(Dataset entries)
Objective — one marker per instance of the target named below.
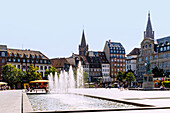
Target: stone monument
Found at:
(148, 77)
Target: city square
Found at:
(84, 56)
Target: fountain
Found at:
(66, 80)
(59, 97)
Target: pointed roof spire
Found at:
(83, 41)
(149, 33)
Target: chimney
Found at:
(109, 41)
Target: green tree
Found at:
(130, 77)
(120, 77)
(12, 75)
(32, 74)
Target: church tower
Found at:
(149, 33)
(83, 48)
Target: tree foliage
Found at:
(11, 74)
(51, 70)
(32, 74)
(125, 77)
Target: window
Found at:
(150, 45)
(3, 54)
(164, 48)
(36, 61)
(19, 67)
(3, 61)
(41, 67)
(23, 67)
(41, 61)
(146, 58)
(9, 59)
(168, 48)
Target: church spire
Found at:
(83, 41)
(83, 48)
(149, 33)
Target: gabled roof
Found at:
(26, 52)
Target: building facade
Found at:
(105, 67)
(157, 52)
(131, 60)
(21, 59)
(115, 53)
(95, 74)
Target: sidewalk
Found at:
(10, 101)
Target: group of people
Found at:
(4, 87)
(162, 87)
(123, 86)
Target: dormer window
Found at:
(45, 61)
(164, 48)
(3, 54)
(150, 45)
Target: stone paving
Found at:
(10, 101)
(157, 99)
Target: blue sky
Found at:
(55, 26)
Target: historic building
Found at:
(105, 67)
(95, 74)
(115, 53)
(131, 60)
(157, 51)
(63, 63)
(83, 47)
(23, 58)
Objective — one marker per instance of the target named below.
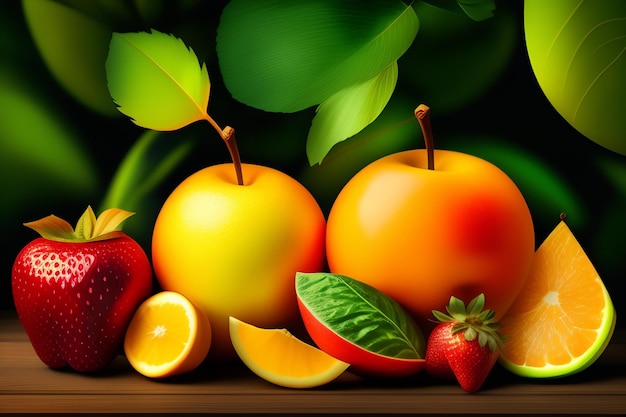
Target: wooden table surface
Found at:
(27, 385)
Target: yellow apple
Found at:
(234, 249)
(422, 229)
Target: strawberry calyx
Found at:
(473, 321)
(89, 228)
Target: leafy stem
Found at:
(228, 136)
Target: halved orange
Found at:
(563, 318)
(168, 335)
(281, 358)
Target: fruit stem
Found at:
(422, 113)
(228, 136)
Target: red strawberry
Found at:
(465, 345)
(75, 290)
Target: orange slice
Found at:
(282, 359)
(564, 318)
(167, 336)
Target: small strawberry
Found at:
(465, 344)
(75, 291)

(Problem to solve): Check each line above for the string "spire" and return those that contain it.

(Exercise response):
Target: pointed roof spire
Target: church spire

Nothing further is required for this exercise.